- **AIM**:
Copy out the entries below in full and exactly.

- **ROWS**:
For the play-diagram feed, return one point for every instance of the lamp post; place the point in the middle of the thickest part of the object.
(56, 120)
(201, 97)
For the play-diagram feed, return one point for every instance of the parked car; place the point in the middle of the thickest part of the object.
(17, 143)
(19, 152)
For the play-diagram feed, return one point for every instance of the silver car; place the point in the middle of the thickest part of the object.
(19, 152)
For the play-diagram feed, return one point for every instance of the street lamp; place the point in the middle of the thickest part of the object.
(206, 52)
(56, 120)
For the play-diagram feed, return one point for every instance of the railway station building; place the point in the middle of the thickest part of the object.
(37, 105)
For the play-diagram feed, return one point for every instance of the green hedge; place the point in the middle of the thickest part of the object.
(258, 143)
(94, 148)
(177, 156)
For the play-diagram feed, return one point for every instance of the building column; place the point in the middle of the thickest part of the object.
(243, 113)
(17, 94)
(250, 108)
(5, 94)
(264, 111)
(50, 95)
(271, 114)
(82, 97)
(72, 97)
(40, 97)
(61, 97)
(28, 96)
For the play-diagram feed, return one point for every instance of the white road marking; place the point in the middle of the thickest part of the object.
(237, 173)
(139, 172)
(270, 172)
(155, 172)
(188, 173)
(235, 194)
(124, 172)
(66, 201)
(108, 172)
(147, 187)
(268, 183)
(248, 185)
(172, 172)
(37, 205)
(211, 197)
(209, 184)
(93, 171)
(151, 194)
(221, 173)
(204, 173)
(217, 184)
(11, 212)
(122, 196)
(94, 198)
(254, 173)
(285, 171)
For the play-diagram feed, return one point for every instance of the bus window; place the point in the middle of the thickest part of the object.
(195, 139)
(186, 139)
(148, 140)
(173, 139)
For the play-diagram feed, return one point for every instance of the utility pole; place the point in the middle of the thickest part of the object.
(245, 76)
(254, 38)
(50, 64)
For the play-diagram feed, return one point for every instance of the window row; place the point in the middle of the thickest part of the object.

- **WRITTEN RESPONSE**:
For the play-diagram feed, return one point for every instance of the lamp post; place the point in the middle of the thickest part of the object.
(56, 120)
(201, 97)
For the play-diagram feed, return one point for every instance of the parked car; place the point in the middle of the thickest part of the object.
(17, 143)
(19, 152)
For the play-diagram feed, return one point for every instance of the silver car; place the point in the middle of the thickest part of the object.
(19, 152)
For the play-diagram feed, return one point for every instance of the street lamp; place the point in the middle of the thickest part of the object.
(206, 52)
(56, 120)
For the play-diagram feed, return one point for every instance of the railway station building; place the point in the middle of the thickest part of the object.
(37, 105)
For the play-diagram feed, return one point for every instance of the green hedge; place the point in the middle of the thickest part of the object.
(258, 143)
(94, 148)
(177, 156)
For the play-diagram feed, return one point for every instance of the building column; place the point in the middle of the thickest part of the object.
(243, 113)
(17, 94)
(250, 108)
(5, 94)
(264, 111)
(50, 95)
(271, 114)
(82, 97)
(72, 97)
(40, 97)
(61, 97)
(28, 96)
For the play-diagram feed, return one point for every instance of the white road marking; place the point in the middle of the thickest part of the object.
(237, 173)
(139, 172)
(270, 172)
(155, 172)
(188, 173)
(235, 194)
(124, 172)
(66, 201)
(108, 172)
(147, 187)
(268, 183)
(248, 185)
(172, 172)
(37, 205)
(211, 197)
(209, 184)
(93, 171)
(151, 194)
(221, 173)
(204, 173)
(217, 184)
(11, 212)
(122, 196)
(94, 198)
(254, 173)
(285, 171)
For the play-diagram feed, return one point for every instance of the bus window; place the point in the middle of the thickest part of the object.
(195, 139)
(186, 139)
(148, 140)
(173, 139)
For the play-diagram feed, return one point for every instance of the utility pole; place the point in the middle of the thickest part of the object.
(245, 76)
(254, 38)
(50, 64)
For the play-diagram feed, return one point for every instance of the window row; place the point in the middle of the thickest part of the object.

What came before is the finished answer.